(Beginning of Supplied passage)
One way to increasing the deleteriome is by the spontaneous polymerization of damaged metabolites, such as catecholamine-derived quinones (Fig. 2A). In reality, such polymerization occurs in a milieu abundant in proteins, which are included in the resulting agglomerates, wherein they become covalently modified and misfolded and thus made prone to aggregation. Altogether, this leads to the accumulation of polymers of (damaged) metabolites associated with protein aggregates in the form of lipofuscin (37), neuromelanin (38), and other forms often referred to as waste.

Countermeasures

Several reasons may be envisioned for the need to control parametabolic short circuits, leaks, and waste heaps. The first is to reduce the loss of resources caused by fluxes into unwanted products. In this case, investment in measures to counter the losses is constrained by the need to avoid consuming more resources than are saved.

A second reason follows from the ability of some damaged metabolites to interfere with legitimate metabolic processes by replacing normal metabolites in their interactions with enzymes, transporters, or receptors whose specificity is imperfect. Such cases may warrant extra investment in countermeasures because the products are actively harmful as opposed to merely useless.

A third reason is because some damage-prone metabolites are present in cells not only as free entities but also as monomers of macromolecules whose turnover rate is low, making the elimination rates of damaged metabolites incorporated in macromolecular structures lower than those of their free counterparts. In such cases, parametabolic products may eventually reach higher steady-state levels than are achievable when all reactant species are free. The amounts of macromolecules modified in this way may increase enough to produce significant effects.

An extreme of the above possibility is observed when the turnover rate of a macromolecule is so low that its half-life is comparable with that of a cell containing the macromolecule or the organism itself (39, 40). In such a case, the level of modified macromolecular species will gradually increase during the whole lifespan of their host and unavoidably compromise vital functions. If this is not aging, then what is?

The most straightforward way to cope with such damage is to dilute it by increasing the normal biomass and/or to ensure the turnover of the sum of the normal and abnormal biomass during cell turnover (41). This mechanism operates by default in populations of unicellular organisms and in metazoans whose cell populations are all renewable, e.g. the coelenterate Hydra vulgaris, which exhibits no manifestations of aging (42). However, this does not eliminate the need to cope with the loss of resources via parametabolic products whose turnover rate is high or with the adverse effects of the steady-state levels of damaged metabolites. For this, mechanisms that have been termed “metabolite damage pre-emption” and “metabolite repair” (33, 43) have evolved. The latter are often coupled to ATP hydrolysis and/or consumption of reducing equivalents and thus are resource-intensive.

Strategies employed by cells to cope with parametabolic damage, including those of the metazoans that benefit from their non-renewable cell populations, are shown in Table 1 (4155).

Table 1.
(End of Supplied passage)
(Beginning of Study material)
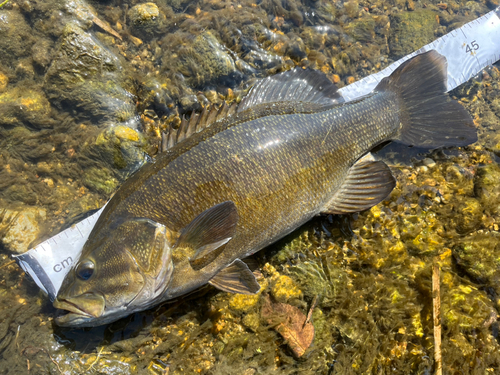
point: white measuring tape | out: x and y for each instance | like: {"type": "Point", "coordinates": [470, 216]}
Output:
{"type": "Point", "coordinates": [468, 50]}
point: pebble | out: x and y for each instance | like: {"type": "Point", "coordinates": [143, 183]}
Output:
{"type": "Point", "coordinates": [429, 162]}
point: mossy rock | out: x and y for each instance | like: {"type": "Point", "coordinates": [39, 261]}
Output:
{"type": "Point", "coordinates": [411, 31]}
{"type": "Point", "coordinates": [101, 180]}
{"type": "Point", "coordinates": [487, 186]}
{"type": "Point", "coordinates": [145, 19]}
{"type": "Point", "coordinates": [23, 105]}
{"type": "Point", "coordinates": [119, 147]}
{"type": "Point", "coordinates": [207, 62]}
{"type": "Point", "coordinates": [85, 75]}
{"type": "Point", "coordinates": [362, 29]}
{"type": "Point", "coordinates": [16, 38]}
{"type": "Point", "coordinates": [479, 256]}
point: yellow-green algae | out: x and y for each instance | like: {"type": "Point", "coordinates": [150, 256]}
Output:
{"type": "Point", "coordinates": [370, 272]}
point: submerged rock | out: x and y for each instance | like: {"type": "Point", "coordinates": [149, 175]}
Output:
{"type": "Point", "coordinates": [20, 227]}
{"type": "Point", "coordinates": [145, 18]}
{"type": "Point", "coordinates": [16, 38]}
{"type": "Point", "coordinates": [117, 152]}
{"type": "Point", "coordinates": [411, 31]}
{"type": "Point", "coordinates": [487, 186]}
{"type": "Point", "coordinates": [23, 105]}
{"type": "Point", "coordinates": [479, 256]}
{"type": "Point", "coordinates": [207, 62]}
{"type": "Point", "coordinates": [86, 76]}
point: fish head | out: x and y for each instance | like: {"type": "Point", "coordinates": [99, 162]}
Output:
{"type": "Point", "coordinates": [126, 269]}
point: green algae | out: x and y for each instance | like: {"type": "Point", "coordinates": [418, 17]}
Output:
{"type": "Point", "coordinates": [411, 31]}
{"type": "Point", "coordinates": [372, 280]}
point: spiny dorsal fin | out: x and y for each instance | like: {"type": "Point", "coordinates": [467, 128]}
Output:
{"type": "Point", "coordinates": [368, 182]}
{"type": "Point", "coordinates": [297, 85]}
{"type": "Point", "coordinates": [196, 123]}
{"type": "Point", "coordinates": [236, 278]}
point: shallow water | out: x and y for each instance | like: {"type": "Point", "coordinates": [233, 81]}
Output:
{"type": "Point", "coordinates": [79, 107]}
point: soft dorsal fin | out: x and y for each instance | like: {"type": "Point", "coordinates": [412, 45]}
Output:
{"type": "Point", "coordinates": [196, 123]}
{"type": "Point", "coordinates": [236, 278]}
{"type": "Point", "coordinates": [296, 85]}
{"type": "Point", "coordinates": [208, 233]}
{"type": "Point", "coordinates": [368, 182]}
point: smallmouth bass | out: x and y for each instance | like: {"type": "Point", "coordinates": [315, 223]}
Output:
{"type": "Point", "coordinates": [234, 181]}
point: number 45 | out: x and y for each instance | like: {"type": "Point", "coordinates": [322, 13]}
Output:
{"type": "Point", "coordinates": [473, 46]}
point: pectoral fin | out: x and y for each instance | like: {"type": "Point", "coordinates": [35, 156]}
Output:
{"type": "Point", "coordinates": [368, 182]}
{"type": "Point", "coordinates": [236, 278]}
{"type": "Point", "coordinates": [208, 233]}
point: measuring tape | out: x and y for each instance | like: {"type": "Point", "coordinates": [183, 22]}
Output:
{"type": "Point", "coordinates": [468, 50]}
(End of Study material)
■ Work task: Transcribe part of the passage on parametabolic damage, beginning at the words "Several reasons may" and ending after "than are saved.". None of the entries are needed here.

■ Response for this exercise:
Several reasons may be envisioned for the need to control parametabolic short circuits, leaks, and waste heaps. The first is to reduce the loss of resources caused by fluxes into unwanted products. In this case, investment in measures to counter the losses is constrained by the need to avoid consuming more resources than are saved.